Report every line of the data that includes "field".

*** AVAILABLE DATA ***

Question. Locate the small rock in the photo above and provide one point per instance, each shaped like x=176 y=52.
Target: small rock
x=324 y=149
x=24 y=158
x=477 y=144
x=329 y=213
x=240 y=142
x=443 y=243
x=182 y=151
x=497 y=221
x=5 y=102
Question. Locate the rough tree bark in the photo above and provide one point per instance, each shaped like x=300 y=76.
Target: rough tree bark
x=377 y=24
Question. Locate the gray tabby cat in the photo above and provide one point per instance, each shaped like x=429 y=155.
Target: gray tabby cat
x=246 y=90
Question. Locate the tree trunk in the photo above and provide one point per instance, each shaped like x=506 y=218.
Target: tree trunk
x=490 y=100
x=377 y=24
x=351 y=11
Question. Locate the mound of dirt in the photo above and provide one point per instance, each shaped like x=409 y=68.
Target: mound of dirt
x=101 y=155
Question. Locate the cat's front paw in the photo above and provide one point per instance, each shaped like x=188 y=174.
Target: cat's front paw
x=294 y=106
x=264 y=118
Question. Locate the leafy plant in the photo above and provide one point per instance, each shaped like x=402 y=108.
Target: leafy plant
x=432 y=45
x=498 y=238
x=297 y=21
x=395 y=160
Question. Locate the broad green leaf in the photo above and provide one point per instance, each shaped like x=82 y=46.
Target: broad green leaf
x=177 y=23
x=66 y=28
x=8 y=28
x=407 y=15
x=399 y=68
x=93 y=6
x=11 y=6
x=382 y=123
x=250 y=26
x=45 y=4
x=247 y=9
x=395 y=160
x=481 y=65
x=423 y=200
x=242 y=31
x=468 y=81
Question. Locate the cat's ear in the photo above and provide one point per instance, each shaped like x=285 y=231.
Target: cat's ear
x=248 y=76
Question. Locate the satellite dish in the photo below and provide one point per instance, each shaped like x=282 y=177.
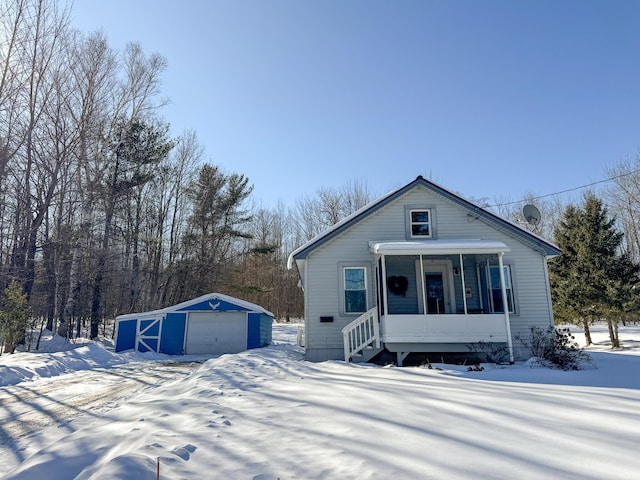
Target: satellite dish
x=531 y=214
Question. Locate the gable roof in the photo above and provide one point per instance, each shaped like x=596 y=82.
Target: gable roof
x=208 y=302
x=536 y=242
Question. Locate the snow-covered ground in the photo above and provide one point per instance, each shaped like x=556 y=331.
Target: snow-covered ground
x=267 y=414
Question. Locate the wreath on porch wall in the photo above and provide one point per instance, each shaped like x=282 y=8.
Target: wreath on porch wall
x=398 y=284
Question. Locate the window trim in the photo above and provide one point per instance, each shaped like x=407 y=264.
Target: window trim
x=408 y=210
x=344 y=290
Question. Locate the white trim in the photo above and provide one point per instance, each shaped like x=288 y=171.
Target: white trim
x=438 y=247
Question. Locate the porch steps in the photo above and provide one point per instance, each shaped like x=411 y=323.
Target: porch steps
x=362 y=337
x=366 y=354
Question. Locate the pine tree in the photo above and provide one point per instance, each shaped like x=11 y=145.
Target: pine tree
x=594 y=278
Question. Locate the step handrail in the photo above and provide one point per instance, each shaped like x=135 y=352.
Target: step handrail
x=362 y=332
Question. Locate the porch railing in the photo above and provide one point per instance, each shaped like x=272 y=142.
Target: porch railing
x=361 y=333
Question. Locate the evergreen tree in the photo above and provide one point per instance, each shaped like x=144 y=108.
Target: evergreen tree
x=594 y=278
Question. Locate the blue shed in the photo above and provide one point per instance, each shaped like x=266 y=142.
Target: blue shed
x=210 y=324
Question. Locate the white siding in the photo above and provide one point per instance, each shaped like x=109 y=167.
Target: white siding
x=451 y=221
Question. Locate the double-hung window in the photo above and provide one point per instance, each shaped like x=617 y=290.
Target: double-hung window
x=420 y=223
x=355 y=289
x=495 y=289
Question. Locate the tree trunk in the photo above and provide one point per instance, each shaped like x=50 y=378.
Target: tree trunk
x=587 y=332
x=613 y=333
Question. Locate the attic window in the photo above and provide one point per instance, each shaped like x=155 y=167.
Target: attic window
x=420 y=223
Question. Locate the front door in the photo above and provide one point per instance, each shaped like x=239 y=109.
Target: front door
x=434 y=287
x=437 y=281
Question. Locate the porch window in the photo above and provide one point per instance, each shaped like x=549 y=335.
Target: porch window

*** End of AVAILABLE DATA ***
*** AVAILABLE DATA ***

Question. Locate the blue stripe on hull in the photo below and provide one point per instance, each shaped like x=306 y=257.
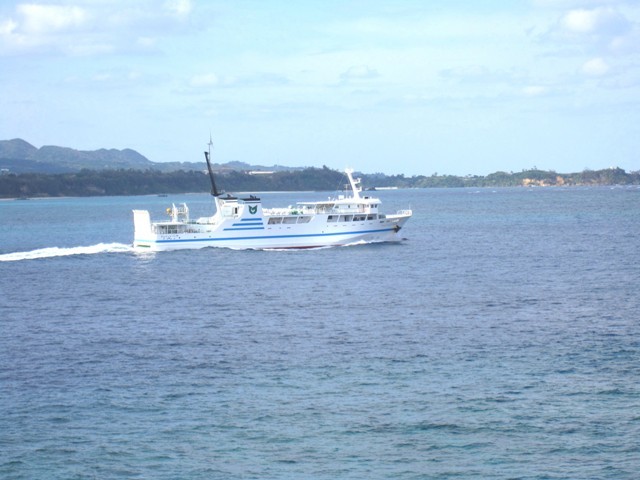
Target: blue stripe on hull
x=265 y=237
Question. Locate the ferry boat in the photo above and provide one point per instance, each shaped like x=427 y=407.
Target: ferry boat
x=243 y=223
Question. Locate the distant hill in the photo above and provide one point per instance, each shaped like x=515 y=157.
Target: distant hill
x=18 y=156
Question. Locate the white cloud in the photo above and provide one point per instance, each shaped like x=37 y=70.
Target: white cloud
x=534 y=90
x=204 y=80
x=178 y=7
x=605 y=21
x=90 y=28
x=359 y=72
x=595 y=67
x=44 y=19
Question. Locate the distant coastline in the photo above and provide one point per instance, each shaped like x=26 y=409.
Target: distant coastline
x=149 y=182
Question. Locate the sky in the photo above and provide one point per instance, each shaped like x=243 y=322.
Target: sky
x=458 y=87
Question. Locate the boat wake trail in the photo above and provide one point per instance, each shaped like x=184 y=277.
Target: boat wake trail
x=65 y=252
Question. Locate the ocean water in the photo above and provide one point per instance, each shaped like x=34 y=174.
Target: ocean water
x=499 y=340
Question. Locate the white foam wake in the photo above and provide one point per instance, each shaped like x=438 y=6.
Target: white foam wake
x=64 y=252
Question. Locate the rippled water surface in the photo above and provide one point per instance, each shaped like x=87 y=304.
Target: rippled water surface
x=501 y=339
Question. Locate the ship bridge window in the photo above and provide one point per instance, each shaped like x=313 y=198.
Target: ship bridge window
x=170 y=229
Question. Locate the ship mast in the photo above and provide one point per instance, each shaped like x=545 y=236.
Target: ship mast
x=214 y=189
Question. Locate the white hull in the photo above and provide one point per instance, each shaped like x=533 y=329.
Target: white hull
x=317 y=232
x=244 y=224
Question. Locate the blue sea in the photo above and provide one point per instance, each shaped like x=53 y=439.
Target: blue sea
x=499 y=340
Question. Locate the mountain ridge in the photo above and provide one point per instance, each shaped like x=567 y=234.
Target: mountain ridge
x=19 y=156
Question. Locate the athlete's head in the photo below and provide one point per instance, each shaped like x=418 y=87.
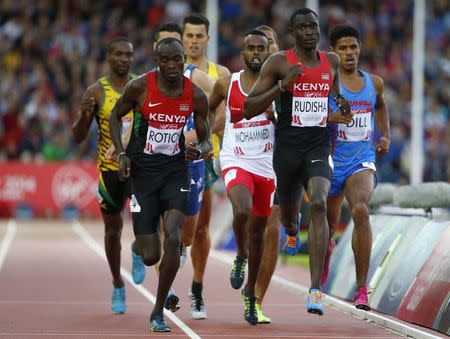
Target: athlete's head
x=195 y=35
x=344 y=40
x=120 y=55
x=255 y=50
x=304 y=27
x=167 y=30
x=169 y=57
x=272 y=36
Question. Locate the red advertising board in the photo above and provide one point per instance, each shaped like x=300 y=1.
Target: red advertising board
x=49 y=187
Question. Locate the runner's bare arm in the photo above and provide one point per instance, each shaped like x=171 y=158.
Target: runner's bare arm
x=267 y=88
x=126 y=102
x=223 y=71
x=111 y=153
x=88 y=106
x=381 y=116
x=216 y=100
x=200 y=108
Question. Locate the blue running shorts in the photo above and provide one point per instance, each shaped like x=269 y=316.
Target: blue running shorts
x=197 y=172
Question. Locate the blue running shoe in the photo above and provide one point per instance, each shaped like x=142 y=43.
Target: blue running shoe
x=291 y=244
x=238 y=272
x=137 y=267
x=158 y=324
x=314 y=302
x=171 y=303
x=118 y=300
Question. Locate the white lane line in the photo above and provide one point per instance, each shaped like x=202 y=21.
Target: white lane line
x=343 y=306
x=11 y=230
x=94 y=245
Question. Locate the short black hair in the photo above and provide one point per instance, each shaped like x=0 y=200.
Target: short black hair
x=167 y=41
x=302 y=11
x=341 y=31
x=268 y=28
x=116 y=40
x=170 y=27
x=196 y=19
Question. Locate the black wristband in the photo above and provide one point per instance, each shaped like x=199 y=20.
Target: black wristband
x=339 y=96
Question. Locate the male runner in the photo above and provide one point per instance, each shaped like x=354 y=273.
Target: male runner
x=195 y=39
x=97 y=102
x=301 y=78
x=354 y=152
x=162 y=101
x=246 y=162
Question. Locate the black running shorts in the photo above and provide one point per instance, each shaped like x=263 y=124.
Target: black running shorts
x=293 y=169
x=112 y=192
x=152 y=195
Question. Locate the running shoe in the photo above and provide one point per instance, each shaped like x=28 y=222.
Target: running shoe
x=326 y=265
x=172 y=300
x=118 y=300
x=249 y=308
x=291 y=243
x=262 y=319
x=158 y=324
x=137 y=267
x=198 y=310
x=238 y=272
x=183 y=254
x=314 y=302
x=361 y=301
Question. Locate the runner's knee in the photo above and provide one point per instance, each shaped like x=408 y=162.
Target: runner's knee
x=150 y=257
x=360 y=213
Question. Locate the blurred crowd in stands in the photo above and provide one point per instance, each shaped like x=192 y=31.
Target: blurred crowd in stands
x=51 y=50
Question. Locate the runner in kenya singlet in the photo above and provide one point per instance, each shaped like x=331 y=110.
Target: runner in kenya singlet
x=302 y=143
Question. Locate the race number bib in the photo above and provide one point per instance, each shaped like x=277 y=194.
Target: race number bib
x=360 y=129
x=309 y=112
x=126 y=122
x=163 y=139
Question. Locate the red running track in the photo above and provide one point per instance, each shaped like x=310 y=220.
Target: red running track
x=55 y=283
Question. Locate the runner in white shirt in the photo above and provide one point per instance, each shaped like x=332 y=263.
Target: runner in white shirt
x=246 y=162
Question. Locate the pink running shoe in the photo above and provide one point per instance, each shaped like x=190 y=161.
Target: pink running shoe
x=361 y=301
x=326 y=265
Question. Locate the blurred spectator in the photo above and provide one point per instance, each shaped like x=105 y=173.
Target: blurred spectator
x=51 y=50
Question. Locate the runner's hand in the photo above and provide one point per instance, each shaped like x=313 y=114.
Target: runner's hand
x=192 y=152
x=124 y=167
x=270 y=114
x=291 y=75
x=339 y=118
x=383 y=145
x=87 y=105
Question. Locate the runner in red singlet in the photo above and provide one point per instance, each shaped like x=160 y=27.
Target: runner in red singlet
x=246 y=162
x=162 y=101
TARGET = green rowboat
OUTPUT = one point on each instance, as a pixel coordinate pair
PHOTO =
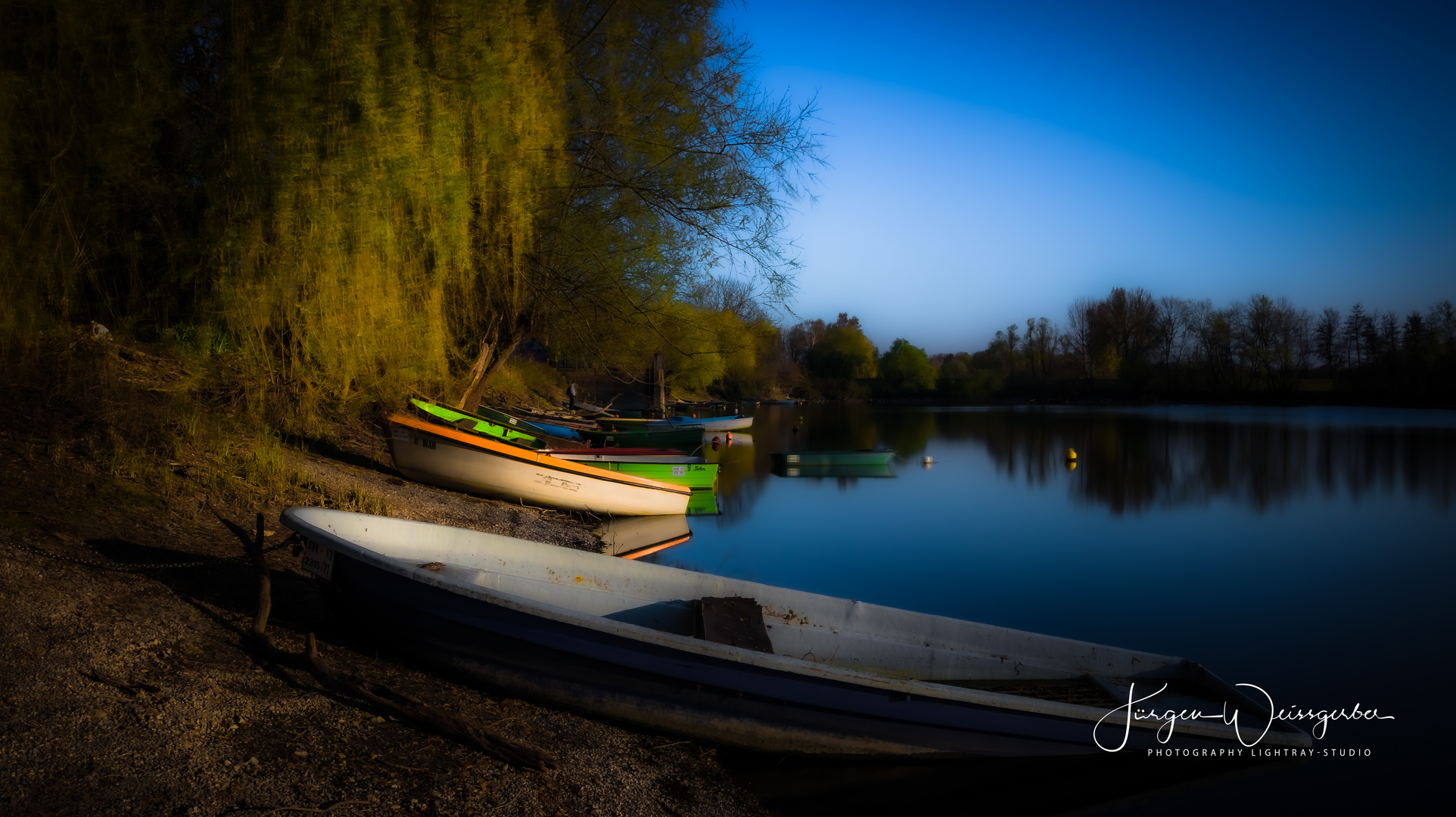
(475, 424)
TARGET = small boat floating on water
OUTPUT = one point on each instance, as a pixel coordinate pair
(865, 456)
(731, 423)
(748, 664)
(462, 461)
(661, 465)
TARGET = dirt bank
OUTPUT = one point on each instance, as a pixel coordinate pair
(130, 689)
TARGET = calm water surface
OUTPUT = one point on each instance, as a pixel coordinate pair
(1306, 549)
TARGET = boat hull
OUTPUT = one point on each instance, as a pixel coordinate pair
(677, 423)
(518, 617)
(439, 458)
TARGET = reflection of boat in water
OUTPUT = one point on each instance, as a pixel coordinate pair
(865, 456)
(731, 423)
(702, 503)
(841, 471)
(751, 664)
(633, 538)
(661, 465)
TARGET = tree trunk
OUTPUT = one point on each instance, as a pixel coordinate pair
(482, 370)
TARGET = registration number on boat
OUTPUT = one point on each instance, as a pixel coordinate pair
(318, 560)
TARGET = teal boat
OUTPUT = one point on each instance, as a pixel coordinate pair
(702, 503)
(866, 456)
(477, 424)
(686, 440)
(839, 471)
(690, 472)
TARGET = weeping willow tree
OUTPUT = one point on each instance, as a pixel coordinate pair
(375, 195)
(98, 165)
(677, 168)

*** End of AVAILABLE DATA ***
*** AVAILABLE DATA ***

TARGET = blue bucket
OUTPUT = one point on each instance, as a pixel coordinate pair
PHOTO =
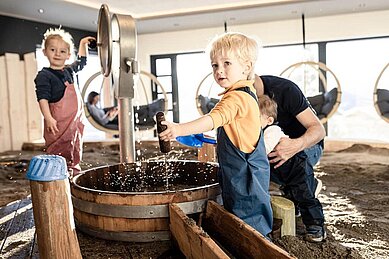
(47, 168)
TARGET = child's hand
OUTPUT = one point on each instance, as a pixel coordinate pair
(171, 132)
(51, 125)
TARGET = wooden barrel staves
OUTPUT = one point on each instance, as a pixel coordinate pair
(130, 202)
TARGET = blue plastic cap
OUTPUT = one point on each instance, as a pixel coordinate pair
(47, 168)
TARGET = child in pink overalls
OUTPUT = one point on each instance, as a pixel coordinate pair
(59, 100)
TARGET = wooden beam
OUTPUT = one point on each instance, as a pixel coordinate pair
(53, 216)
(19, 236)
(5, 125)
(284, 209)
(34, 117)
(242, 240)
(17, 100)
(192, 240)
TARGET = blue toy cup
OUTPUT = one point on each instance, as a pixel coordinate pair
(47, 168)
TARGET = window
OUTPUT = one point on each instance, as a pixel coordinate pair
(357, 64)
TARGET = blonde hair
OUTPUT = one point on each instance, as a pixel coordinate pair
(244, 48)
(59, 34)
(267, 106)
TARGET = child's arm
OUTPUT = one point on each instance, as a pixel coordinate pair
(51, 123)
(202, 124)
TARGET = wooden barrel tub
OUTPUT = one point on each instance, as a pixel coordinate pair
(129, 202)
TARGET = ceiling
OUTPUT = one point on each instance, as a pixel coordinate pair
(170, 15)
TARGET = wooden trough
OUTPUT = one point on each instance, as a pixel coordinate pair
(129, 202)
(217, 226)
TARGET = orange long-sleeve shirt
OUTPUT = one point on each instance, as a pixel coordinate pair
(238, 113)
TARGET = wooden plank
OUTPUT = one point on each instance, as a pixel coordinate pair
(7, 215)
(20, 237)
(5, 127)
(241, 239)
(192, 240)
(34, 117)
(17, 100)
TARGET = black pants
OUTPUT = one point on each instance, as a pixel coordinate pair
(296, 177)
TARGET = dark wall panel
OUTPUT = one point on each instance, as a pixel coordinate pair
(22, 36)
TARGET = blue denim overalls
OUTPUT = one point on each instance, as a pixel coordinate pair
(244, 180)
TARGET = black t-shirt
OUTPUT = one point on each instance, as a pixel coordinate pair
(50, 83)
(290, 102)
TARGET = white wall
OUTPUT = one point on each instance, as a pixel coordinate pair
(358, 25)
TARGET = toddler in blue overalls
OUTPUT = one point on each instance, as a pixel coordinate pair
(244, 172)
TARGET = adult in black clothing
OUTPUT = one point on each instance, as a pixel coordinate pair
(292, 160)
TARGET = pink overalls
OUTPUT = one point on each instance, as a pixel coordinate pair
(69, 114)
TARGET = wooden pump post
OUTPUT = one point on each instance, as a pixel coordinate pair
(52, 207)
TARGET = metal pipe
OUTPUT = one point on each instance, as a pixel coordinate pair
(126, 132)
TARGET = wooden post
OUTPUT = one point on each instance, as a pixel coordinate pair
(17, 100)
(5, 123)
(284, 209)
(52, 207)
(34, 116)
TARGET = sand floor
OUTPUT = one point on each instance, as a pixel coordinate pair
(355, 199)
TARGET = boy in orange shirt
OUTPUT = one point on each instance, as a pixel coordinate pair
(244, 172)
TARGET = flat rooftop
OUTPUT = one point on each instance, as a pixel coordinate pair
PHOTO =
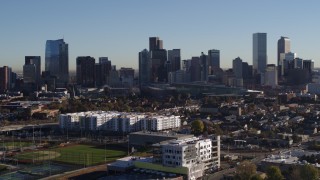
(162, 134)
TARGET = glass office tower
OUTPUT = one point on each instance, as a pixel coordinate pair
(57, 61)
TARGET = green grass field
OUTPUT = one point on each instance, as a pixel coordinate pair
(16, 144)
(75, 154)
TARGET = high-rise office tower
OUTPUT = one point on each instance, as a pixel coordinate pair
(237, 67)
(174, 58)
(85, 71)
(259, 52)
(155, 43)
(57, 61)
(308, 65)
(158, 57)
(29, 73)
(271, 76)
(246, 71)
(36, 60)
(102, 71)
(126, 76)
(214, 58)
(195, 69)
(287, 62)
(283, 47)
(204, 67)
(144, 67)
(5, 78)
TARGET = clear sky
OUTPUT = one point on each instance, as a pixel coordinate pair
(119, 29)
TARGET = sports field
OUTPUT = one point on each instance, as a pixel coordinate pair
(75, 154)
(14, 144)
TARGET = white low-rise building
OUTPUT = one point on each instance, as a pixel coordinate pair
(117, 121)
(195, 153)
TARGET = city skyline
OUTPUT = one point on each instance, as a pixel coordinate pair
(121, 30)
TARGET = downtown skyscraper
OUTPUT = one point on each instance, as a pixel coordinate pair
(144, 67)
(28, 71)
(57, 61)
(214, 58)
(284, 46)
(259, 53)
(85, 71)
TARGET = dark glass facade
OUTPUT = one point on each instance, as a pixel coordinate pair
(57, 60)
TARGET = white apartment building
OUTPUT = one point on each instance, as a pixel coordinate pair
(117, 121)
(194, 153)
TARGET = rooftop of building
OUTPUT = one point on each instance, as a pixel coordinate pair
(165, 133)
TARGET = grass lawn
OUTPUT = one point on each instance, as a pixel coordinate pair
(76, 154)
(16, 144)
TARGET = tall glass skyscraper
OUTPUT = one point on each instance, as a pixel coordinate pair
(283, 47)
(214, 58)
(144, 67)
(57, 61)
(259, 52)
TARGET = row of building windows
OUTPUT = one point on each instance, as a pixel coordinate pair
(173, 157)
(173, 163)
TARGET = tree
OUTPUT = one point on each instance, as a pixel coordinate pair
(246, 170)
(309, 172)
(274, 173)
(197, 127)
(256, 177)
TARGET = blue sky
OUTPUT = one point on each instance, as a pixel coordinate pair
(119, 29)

*** End of AVAILABLE DATA ***

» **YOUR RESPONSE**
TARGET = green grass field
TARGET = sports field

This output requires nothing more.